▶ **Your assignment**
Give back the full listing exactly, setting the pictures aside.

▶ **Input material**

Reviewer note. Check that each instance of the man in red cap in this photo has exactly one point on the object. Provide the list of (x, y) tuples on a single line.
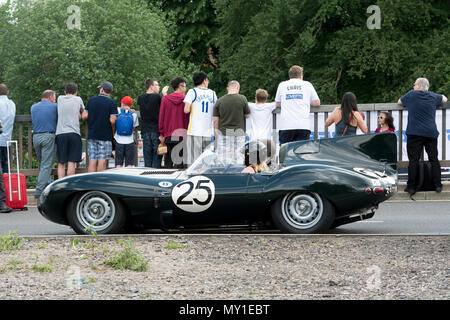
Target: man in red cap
[(126, 122)]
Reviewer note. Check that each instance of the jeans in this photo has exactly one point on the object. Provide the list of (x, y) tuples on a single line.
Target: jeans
[(44, 144), (414, 147), (151, 143)]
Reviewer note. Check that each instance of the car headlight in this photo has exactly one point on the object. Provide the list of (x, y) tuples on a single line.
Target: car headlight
[(45, 193)]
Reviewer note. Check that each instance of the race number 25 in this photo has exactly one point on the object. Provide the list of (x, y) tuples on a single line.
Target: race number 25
[(194, 195)]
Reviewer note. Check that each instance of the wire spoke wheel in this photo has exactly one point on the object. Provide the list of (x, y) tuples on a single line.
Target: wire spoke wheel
[(302, 213), (96, 211)]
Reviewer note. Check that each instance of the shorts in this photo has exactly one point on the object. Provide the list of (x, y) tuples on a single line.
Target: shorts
[(99, 149), (68, 147), (125, 152)]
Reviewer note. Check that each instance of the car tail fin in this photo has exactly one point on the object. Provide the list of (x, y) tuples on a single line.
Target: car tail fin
[(379, 148)]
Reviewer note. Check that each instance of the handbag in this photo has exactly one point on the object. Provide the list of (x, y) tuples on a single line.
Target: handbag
[(162, 149)]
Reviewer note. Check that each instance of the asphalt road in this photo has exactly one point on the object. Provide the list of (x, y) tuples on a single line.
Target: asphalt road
[(405, 217)]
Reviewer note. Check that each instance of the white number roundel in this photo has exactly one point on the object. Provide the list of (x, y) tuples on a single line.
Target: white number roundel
[(194, 195)]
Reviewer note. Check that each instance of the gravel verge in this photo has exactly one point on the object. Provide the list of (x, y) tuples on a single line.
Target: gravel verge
[(254, 267)]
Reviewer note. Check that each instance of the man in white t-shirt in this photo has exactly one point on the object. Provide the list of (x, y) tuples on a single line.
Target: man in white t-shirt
[(260, 122), (295, 97), (199, 102)]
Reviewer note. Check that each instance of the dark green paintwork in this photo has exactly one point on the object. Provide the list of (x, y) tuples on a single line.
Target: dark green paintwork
[(322, 166)]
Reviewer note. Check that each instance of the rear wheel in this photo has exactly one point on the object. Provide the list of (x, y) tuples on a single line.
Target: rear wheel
[(97, 212), (302, 213)]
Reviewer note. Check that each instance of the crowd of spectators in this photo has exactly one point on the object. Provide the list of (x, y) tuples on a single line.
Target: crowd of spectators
[(187, 123)]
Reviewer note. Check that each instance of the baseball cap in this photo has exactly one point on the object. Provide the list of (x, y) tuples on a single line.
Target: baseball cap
[(107, 86), (127, 100)]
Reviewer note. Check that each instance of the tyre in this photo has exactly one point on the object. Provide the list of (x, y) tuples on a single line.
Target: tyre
[(97, 212), (302, 213)]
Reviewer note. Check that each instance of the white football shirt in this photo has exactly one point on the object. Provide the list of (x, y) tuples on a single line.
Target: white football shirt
[(295, 96), (202, 102)]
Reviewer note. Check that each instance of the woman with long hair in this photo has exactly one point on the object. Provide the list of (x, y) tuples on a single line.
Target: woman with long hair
[(386, 122), (347, 118)]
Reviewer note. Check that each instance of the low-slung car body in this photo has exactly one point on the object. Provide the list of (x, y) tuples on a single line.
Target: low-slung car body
[(311, 187)]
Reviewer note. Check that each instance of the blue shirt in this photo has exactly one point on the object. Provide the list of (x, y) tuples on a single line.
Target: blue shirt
[(422, 112), (7, 116), (99, 109), (44, 115)]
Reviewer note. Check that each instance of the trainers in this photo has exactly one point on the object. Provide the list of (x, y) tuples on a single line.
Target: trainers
[(5, 209)]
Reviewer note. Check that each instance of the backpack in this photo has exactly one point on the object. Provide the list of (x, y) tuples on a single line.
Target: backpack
[(124, 123)]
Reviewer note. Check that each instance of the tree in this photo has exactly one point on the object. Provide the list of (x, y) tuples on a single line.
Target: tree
[(56, 42), (193, 27), (339, 53)]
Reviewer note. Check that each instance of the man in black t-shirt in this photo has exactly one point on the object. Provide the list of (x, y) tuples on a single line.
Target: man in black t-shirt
[(149, 104), (101, 113), (422, 131)]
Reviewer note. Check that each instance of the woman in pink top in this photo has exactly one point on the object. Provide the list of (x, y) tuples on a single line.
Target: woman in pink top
[(386, 122)]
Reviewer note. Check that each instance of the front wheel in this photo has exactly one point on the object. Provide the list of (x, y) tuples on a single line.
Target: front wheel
[(303, 213), (97, 212)]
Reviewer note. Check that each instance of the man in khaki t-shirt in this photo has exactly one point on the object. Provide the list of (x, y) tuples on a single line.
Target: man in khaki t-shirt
[(229, 116)]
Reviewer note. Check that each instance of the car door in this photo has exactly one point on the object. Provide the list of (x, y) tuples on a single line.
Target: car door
[(211, 198)]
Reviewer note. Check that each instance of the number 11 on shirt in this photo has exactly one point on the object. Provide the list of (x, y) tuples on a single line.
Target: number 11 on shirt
[(205, 105)]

▶ **Answer box**
Reviewer note. Check that each instance of the man in red cap in this photo has exactly one point on the object. Provide the list of (x, y) tuples on a single line.
Target: man in red cap
[(126, 122)]
Reviewer note. Check that each instance of the jeans in this photo has exactly one point on the object. Provide the list of (x, y) tuples on a single line.
Target: jeans
[(44, 144), (414, 147), (151, 143)]
Reviewer note. Check that each instance of the car headlight in this photo has exactly one point on the object. Provide the list of (x, y) tuples on a single line.
Target: car headlight
[(45, 193)]
Reviewer note. Check that each instance of the race number 25 in this photo has exactly one point on the object. Provide the list of (x, y) tuples on a single line.
Target: race number 25
[(194, 195)]
Reviewer note. Check that each instance of the wire spoke wheel in this photo has exactly one point on the object. Provide the list of (x, y) tuples on a single line.
Target: wire spoke wheel
[(302, 213), (96, 211)]
Reviewer note. Check that each instance of the shorts in this photo has exactly one point on the object. Provide the list of (x, y) tuples on a single line.
Target: shorts
[(99, 149), (68, 147), (125, 152)]
Reviewer note. Check that each instance of the car tail fin in this photo has exactly one point on the object. Provide the list of (x, y) tuples on a single line.
Target: car tail fin
[(379, 148)]
Reviewer note. Check that each instance of the handbag in this photo has exactly one point on the object. Provide the list of (x, y) tuples on a single line.
Target: handbag
[(162, 149)]
Reviewer note. Check that each instance of the asphalt road in this photo has exactly one point on the object. Provide the list of (x, y) tuples on a single line.
Target: asphalt road
[(405, 217)]
Reviewer note. Check that each instance of the white number roundel in this photo has exactly one point on the object. Provide the list of (x, y) tuples on a single line.
Target: white number roundel
[(194, 195)]
Reviewer note. Check that each instance of the gravel verge in this photo has exactly one point on the object. Provide the list of (x, y) tuples on a single line.
Target: gravel verge
[(254, 267)]
Reviewer note. Check that each instance of the man in white t-shirt in this photo has exactly one point on the object. Provide the list of (x, y) tuples on a single line.
Target: man in white t-shirt
[(260, 122), (295, 97), (199, 102)]
Reviewer note. Check that each instance of the dark green paintwork in this photo has exactly one point on the object. Provide the list of (x, y) tuples on a single line.
Target: dark green paintwork
[(322, 166)]
Reviewer note. Check that each instance of the rear wheel in this photo has exactly one point on the object. Provide the list of (x, y) tuples on a single line.
Target: rear wheel
[(97, 212), (302, 213)]
Reviewer note. Check that each instance of the crowd of spectators in this photo has exactly one point on the object. Provide the list of (x, y) tuples on a single line.
Target: crowd of spectators
[(187, 123)]
Reviewer note. Check that each instance of the baseball cap in this photo has exactly one point on the object. Provide the list of (x, y) tuples on a single line.
Target: baseball cap
[(107, 86), (127, 100)]
Reviewer note. Check that each instance of the tyre in this photo has exactly one point on the object. Provide the list of (x, y) tuples on a single line.
Target: tyre
[(97, 212), (302, 213)]
Reviewer note. Check that each instance of the white football shirt in this photo has exactly one point on the object. Provide the list of (x, y) tuples on a single line.
Target: white football shirt
[(295, 96), (202, 102)]
Reviewer note. Check that each instance of the woman with long hair in this photo has exactly one point on the object. Provide the list of (x, y) tuples on a single line.
Target: woman with long hair
[(386, 122), (347, 118)]
Reviewer note. Check that each instance of the low-slung car body in this photo has exactly one point on the object. Provide the list of (x, y) tuples on a single line.
Target: low-slung car body
[(311, 187)]
Reviewer note. Check that each instance of the blue shirt in this photo has exactly one point on the object. Provide the list of (x, y) tuples on a single line.
Target: blue shirt
[(422, 112), (7, 116), (99, 109), (44, 115)]
Reviewer note. Check that each instance of the trainers in this photo has exactly one point on the object. Provide the list of (x, y) tuples on a single line.
Target: trainers
[(5, 209)]
Reviewer note. Check that each instance of the backpack in this photo has exactly one point on the object. Provide the list of (x, y) tuples on a single line.
Target: backpack
[(124, 123)]
Reviewer note. Check that each instance of the tree in this photo has exactly one point on the object. Provide the list of (x, y) tuples on a single line.
Target: tree
[(56, 42), (193, 27), (339, 53)]
Reviewer note. Check that each instance of the man in black t-shirt in this photo has exactly one point on the object. Provide the list of (x, y) tuples on a single line.
Target: man in black t-shirt
[(149, 104), (101, 113), (422, 131)]
Reviewer note. Check that each instance of the woman in pink top in this photo has exactly one point on the object. Provide the list of (x, y) tuples on a single line.
Target: woman in pink top
[(386, 122)]
Reviewer note. Check that each instance of the front wheel in this photo has exactly one point on the object. Provide the list of (x, y) tuples on a single line.
Target: front wheel
[(303, 213), (97, 212)]
Reviewer note. Check that each instance of the man in khaki t-shirt in this photo has exactly one point on the object. Provide the list of (x, y) tuples on a single line.
Target: man in khaki t-shirt
[(229, 116)]
Reviewer note. Check that each instance of the car door in this photo has exactly one point on the object. Provide the list of (x, y) tuples on a single line.
Target: car door
[(211, 198)]
Reviewer note. Check that each instance of the number 11 on shirt in this photo has exactly one point on the object. Provide the list of (x, y) tuples on a single line.
Target: number 11 on shirt
[(205, 105)]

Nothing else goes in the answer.